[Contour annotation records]
+++++

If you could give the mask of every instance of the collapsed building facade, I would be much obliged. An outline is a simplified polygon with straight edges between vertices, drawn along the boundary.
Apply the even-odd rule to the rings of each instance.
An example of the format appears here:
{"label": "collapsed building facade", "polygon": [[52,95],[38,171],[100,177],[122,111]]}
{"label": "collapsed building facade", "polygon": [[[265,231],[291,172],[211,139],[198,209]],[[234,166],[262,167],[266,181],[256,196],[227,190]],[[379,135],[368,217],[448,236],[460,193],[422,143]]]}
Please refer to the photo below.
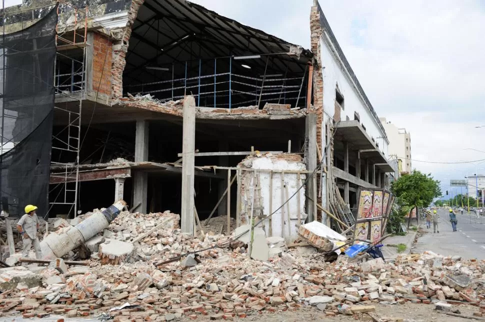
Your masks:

+++++

## Request
Arrange every line of the records above as a Markdown table with the columns "Row" and "Text", giving each line's number under "Row" and its wording under "Text". Skip blank lines, and leave the pictures out of the answer.

## Answer
| Row | Text |
|---|---|
| 1 | If you could give the mask of every instance of the collapsed building facade, I would be much obliged. An outline is a simplified polygon with straight edges between vertices, drawn along the boundary. |
| 2 | Apply the even-odd rule to the rings of each instance. |
| 3 | An example of the format appears here: |
| 4 | {"label": "collapsed building facade", "polygon": [[52,95],[38,171],[100,177],[122,111]]} |
| 5 | {"label": "collapsed building facade", "polygon": [[[265,231],[291,172],[211,139],[198,209]],[[234,166],[262,167],[266,181],[256,196],[227,190]],[[379,135],[368,217],[448,236],[460,193],[422,143]]]} |
| 6 | Please refer to the photo below. |
| 7 | Your masks: |